**Texto de estudio:**
------------------------------------

«En aquel tiempo, al enterarse Jesús de la muerte de Juan, el Bautista, se marchó de allí en barca, a un sitio tranquilo y apartado. Al saberlo la gente, lo siguió por tierra desde los pueblos. Al desembarcar, vio Jesús el gentío, le dio lástima y curó a los enfermos. Como se hizo tarde, se acercaron los discípulos a decirle: “Estamos en despoblado y es muy tarde, despide a la multitud para que vayan a las aldeas y se compren de comer”. Jesús les replicó: “No hace falta que vayan, dadles vosotros de comer”. Ellos le replicaron: “Si aquí no tenemos más que cinco panes y dos peces”. Les dijo: “Traédmelos”. Mandó a la gente que se recostara en la hierba y, tomando los cinco panes y los dos peces, alzó la mirada al cielo, pronunció la bendición, partió los panes y se los dio a los discípulos; los discípulos se los dieron a la gente. Comieron todos hasta quedar satisfechos y recogieron doce cestos llenos de sobras. Comieron unos cinco mil hombres, sin contar mujeres y niños». (Mt 14,13-21)
Cristo, después de mostrar que Él es el verdadero alimento, que su Palabra es Vida, que es Señor del Pentateuco y que en Él se da la doble naturaleza de hombre y Dios en el milagro de los panes y los peces, hoy nos recuerda que la Iglesia está viva porque Cristo está vivo, porque el Espíritu Santo, dador de vida, la alienta y conduce.

------------------------------------

**Datos para examinar:**
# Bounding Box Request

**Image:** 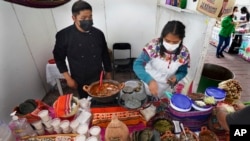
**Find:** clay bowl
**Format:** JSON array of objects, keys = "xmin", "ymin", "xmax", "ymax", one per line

[
  {"xmin": 199, "ymin": 126, "xmax": 219, "ymax": 141},
  {"xmin": 179, "ymin": 127, "xmax": 199, "ymax": 141},
  {"xmin": 83, "ymin": 80, "xmax": 124, "ymax": 103}
]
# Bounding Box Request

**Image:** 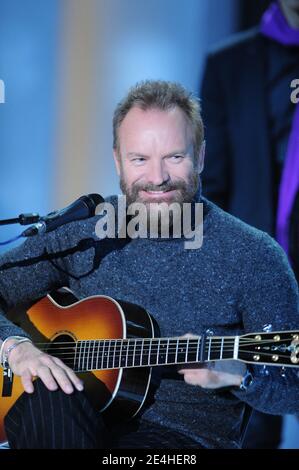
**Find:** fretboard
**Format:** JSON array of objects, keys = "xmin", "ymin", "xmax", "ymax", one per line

[{"xmin": 73, "ymin": 337, "xmax": 238, "ymax": 372}]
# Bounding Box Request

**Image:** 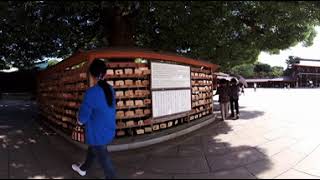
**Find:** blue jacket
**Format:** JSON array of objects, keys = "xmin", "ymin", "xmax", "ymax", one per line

[{"xmin": 79, "ymin": 85, "xmax": 116, "ymax": 145}]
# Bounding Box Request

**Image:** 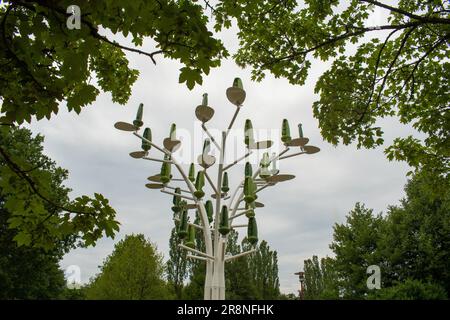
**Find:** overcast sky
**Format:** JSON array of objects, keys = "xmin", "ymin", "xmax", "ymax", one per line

[{"xmin": 24, "ymin": 6, "xmax": 410, "ymax": 293}]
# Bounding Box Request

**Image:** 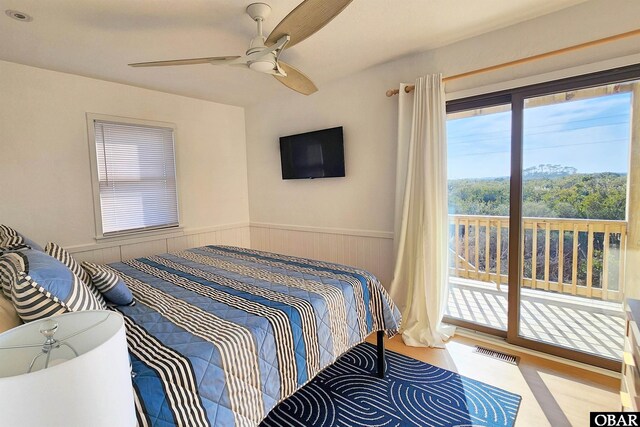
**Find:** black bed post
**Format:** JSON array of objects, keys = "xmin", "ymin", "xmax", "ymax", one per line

[{"xmin": 378, "ymin": 331, "xmax": 385, "ymax": 378}]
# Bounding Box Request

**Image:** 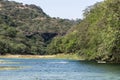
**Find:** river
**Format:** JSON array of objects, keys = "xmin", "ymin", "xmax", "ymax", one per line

[{"xmin": 0, "ymin": 58, "xmax": 120, "ymax": 80}]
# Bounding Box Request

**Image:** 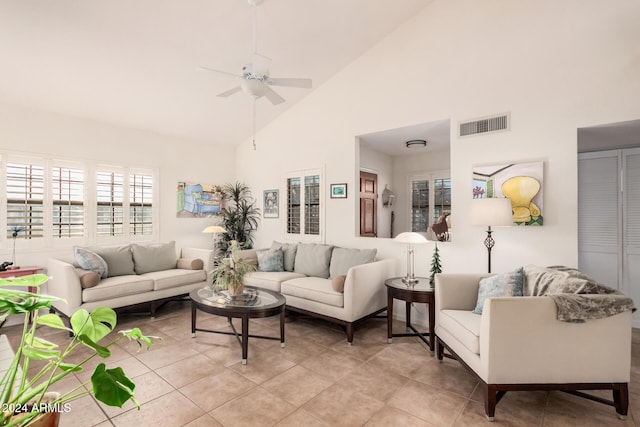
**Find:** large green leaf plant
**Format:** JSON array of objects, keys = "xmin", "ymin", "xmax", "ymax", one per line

[{"xmin": 0, "ymin": 274, "xmax": 156, "ymax": 427}]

------------------------------------

**Tareas propuestas:**
1 – Según el texto sobre la multiplicación de los panes, ¿cuántos cestos llenos de sobras se recogieron?
2 – Reproduce el fragmento del texto sobre la multiplicación de los panes que comienza con las palabras que contienen "Cristo, después de" y termina con "alienta y conduce.".
No es necesario consultar los registros.

**Respuestas:**
1 – Se recogieron doce cestos llenos de sobras.

2 –
Cristo, después de mostrar que Él es el verdadero alimento, que su Palabra es Vida, que es Señor del Pentateuco y que en Él se da la doble naturaleza de hombre y Dios en el milagro de los panes y los peces, hoy nos recuerda que la Iglesia está viva porque Cristo está vivo, porque el Espíritu Santo, dador de vida, la alienta y conduce.